#### Text for analysis:
------------------------------------------------------------------------

The study, published in the latest issue of the journal Molecular Ecology, took nearly two decades to complete. It found that shark mothers, like salmon and sea turtle moms, believe there’s no place like home for giving birth.

The researchers focused on lemon sharks, but the findings likely apply to many other species. These particular lemon sharks live off the island Bimini in The Bahamas.

Kevin Feldheim, manager of the Pritzker Laboratory for Molecular Systematics and Evolution at The Field Museum, led the study. In 1995, he and his colleagues captured, tagged and released more than 2,000 baby lemon sharks.

“We used each shark’s individual DNA fingerprint to construct a large family tree,” Feldheim explained in a press release.

“We found that newborn sharks captured in the mid-1990s left the safety of the islands when they were between five and eight years old. Yet, despite leaving and visiting many other islands in their travels, these sharks ‘remember’ where they were born after a decade of roving, and are able to find the island again when they are pregnant and ready to give birth.”

Many other scientists had speculated that lemon sharks and other shark species had this ability, but the researchers could never prove it until now due to difficulties tracking sharks from birth to maturity. Bimini, though, provided an ideal spot to test out the theory.

“The lagoon in Bimini is almost like a lake,” said project founder Samuel Gruber, president and director of the Bimini Biological Field Station Foundation. “I realized that we had a chance to capture nearly every shark born into the lagoon each year, and this gave us the unique opportunity to see if the females actually come back to give birth. However it took us nearly two decades and countless hours in the field and laboratory, but we finally answered this long-standing question and many others with this paper.”

Now, conservationists have a better idea where to designate inshore marine reserves. Sharks aren’t just rogue ocean wanderers. They, and especially females, have a strong sense of home that stays with them throughout their entire lives.

“When we tagged the first baby sharks in Bimini, Bill Clinton was President of the United States,” said co-author Demian Chapman of Stony Brook University. “When they started to mature and return to give birth, Barack Obama was President. If you think of all that has happened in the world over that period, just consider that is the amount of time it takes for many large sharks to reach maturity.”

------------------------------------------------------------------------

#### Task item:
Which people are named in the text above about lemon sharks returning to Bimini to give birth?

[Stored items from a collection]
------------------------------------------------------------------------

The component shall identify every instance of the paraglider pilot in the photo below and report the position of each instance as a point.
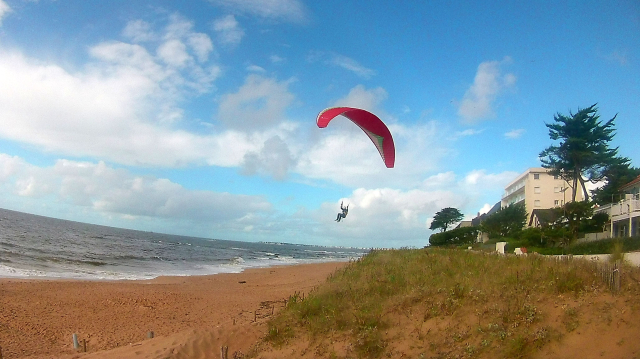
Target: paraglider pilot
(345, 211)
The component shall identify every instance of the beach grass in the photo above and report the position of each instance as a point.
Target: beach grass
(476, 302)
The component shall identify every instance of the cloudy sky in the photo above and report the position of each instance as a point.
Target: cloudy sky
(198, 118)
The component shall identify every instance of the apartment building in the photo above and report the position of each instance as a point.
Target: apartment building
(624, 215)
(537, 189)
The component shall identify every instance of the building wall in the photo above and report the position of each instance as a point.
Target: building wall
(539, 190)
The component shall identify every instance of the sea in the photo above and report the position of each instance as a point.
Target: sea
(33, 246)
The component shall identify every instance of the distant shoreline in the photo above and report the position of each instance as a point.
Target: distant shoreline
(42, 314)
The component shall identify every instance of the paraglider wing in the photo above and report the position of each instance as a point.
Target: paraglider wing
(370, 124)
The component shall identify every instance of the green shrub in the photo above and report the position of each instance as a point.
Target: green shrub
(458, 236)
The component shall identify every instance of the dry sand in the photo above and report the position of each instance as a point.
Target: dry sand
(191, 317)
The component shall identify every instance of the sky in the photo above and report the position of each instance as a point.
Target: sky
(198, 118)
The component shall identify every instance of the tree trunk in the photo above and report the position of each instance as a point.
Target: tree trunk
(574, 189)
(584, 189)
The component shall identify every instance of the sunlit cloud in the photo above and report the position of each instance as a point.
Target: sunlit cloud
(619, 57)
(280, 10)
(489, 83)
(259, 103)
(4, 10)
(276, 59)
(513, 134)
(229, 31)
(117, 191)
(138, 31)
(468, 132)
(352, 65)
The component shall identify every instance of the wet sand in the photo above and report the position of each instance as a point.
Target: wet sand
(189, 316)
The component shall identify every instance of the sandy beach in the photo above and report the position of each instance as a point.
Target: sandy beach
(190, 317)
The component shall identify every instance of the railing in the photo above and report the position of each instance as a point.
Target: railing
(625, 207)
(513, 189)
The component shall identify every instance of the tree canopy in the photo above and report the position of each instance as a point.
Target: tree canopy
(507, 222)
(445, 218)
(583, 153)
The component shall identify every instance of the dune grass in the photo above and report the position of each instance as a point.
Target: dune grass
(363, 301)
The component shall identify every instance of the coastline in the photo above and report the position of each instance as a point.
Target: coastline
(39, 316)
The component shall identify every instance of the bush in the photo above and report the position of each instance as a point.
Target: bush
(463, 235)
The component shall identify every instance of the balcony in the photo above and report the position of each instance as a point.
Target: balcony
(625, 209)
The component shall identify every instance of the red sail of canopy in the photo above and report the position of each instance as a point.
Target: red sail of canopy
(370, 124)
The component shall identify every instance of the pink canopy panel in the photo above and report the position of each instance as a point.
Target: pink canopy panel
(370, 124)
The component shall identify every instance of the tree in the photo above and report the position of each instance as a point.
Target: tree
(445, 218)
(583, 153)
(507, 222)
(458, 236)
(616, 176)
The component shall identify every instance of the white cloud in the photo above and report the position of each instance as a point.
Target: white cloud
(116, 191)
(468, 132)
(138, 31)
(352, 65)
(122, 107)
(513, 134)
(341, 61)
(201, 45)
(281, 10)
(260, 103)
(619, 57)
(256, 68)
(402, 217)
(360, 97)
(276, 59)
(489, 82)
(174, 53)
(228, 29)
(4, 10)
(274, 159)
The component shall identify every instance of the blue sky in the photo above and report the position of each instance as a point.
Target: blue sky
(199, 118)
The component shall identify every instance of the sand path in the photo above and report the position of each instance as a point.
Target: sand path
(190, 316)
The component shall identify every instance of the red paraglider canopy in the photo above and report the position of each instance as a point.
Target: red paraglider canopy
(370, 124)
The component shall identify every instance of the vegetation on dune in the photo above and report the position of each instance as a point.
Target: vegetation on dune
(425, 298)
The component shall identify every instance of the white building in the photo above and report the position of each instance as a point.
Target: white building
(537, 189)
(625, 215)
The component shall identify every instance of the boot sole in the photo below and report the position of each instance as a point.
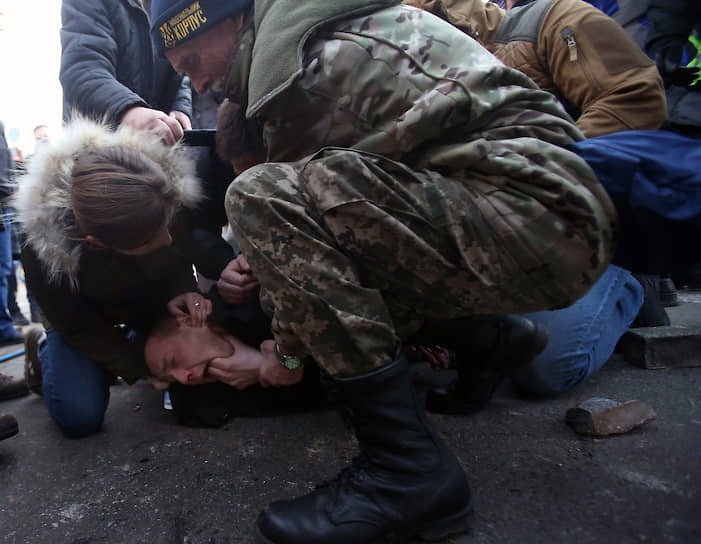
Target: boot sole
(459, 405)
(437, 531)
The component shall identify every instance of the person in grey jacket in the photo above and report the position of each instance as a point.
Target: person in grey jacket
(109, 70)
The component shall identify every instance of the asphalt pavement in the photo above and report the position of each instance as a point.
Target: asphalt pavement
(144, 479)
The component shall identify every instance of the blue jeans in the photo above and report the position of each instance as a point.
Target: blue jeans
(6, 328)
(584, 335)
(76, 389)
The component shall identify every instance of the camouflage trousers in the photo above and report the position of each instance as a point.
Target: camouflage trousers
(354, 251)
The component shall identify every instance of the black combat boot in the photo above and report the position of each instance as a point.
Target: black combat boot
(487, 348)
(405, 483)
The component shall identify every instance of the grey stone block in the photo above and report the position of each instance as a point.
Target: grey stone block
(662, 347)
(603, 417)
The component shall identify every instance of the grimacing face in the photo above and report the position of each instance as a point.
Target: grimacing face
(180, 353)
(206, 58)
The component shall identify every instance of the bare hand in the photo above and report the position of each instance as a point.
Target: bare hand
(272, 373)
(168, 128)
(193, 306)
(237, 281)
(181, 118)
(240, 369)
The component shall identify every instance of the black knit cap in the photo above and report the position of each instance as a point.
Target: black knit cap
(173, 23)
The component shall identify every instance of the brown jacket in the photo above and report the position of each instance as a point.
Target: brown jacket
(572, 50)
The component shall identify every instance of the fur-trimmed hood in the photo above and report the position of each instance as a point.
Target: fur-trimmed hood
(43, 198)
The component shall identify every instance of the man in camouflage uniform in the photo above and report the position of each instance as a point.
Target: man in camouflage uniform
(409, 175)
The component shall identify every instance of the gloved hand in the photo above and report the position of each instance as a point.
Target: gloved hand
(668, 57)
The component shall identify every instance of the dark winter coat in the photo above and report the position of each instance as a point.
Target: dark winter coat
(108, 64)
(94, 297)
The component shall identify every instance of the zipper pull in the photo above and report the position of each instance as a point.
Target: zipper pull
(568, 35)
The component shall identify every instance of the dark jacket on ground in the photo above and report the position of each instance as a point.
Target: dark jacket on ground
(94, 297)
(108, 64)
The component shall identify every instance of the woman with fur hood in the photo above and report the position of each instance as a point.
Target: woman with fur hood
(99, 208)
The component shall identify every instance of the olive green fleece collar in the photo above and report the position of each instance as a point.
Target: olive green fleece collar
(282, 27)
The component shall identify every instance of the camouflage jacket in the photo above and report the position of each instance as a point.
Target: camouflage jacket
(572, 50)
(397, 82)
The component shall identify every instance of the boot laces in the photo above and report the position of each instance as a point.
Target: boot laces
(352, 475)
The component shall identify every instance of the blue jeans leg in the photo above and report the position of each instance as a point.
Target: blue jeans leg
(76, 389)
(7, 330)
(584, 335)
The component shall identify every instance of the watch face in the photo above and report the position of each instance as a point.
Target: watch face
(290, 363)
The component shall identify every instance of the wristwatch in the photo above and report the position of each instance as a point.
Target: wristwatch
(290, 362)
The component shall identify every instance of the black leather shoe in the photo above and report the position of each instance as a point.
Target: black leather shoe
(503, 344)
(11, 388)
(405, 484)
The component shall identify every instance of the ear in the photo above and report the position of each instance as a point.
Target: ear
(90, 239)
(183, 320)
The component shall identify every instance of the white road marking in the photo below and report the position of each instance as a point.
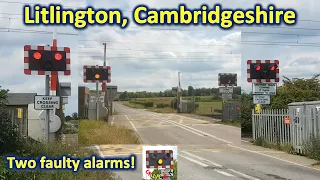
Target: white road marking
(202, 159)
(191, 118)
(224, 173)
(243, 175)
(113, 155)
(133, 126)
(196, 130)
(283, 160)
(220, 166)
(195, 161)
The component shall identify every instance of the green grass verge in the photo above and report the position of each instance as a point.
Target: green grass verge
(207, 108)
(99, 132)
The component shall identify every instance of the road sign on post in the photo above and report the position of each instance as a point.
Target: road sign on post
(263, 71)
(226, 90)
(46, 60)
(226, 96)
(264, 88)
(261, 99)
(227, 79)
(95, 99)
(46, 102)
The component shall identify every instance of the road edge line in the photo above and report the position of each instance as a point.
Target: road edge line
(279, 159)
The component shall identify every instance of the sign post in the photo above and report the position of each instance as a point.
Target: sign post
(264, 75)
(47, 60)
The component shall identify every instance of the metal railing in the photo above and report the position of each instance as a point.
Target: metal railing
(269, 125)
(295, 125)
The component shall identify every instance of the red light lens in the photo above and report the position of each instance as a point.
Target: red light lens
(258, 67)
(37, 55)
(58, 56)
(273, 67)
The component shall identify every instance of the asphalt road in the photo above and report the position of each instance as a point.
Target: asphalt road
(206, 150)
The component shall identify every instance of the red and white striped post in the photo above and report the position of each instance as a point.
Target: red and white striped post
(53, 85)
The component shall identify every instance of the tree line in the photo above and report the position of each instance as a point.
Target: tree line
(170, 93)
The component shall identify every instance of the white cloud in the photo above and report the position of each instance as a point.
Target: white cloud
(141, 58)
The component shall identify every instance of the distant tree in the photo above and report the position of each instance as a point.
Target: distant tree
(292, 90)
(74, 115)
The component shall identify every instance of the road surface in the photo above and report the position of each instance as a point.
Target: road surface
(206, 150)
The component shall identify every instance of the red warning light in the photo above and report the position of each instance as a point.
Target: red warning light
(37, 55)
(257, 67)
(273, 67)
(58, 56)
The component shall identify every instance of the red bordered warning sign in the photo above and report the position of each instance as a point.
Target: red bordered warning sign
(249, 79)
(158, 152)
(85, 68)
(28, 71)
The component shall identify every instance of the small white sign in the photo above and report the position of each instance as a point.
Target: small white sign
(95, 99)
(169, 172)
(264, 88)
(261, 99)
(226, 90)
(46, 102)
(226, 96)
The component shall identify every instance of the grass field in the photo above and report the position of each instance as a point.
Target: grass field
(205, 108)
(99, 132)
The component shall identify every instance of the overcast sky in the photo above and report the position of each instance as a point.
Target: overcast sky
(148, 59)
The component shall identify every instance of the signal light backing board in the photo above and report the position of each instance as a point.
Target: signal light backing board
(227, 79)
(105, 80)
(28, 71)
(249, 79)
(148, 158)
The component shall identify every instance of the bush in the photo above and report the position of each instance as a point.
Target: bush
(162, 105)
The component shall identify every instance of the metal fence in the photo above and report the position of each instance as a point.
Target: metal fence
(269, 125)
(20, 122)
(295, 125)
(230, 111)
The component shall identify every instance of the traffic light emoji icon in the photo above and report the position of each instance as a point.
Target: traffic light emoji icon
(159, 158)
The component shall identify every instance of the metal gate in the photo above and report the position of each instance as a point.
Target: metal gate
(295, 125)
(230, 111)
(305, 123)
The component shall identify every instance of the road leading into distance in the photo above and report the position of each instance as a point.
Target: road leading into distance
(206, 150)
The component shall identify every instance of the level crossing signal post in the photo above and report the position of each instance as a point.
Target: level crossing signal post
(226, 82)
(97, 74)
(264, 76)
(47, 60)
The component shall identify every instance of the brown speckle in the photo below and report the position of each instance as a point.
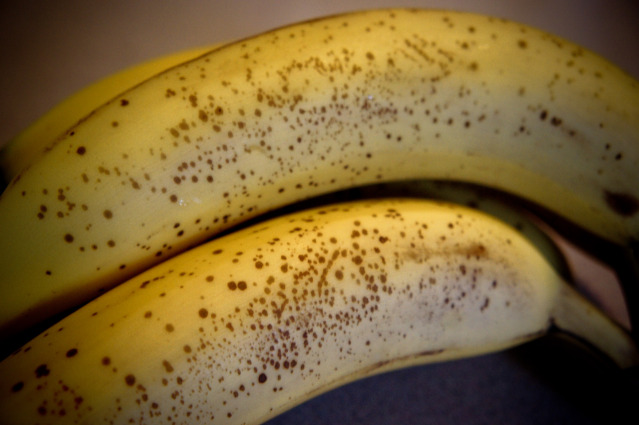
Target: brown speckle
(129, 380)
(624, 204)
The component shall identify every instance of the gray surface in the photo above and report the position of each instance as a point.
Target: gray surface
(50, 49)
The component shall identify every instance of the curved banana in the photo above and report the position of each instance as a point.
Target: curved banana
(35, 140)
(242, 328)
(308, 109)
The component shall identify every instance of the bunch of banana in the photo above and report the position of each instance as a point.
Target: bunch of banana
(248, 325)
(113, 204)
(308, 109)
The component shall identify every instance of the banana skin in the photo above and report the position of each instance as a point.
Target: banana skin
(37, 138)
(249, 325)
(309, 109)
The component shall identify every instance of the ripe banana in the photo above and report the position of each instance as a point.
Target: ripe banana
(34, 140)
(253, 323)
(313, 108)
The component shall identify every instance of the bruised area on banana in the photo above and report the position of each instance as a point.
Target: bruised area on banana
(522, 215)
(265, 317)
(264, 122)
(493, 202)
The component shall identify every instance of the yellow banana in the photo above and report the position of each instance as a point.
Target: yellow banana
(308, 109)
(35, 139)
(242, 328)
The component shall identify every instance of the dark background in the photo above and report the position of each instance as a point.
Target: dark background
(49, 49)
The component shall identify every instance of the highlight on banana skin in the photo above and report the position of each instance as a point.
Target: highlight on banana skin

------------------------------------------------------------------------

#### Output for this exercise:
Kevin Feldheim, Samuel Gruber, Demian Chapman, Bill Clinton, Barack Obama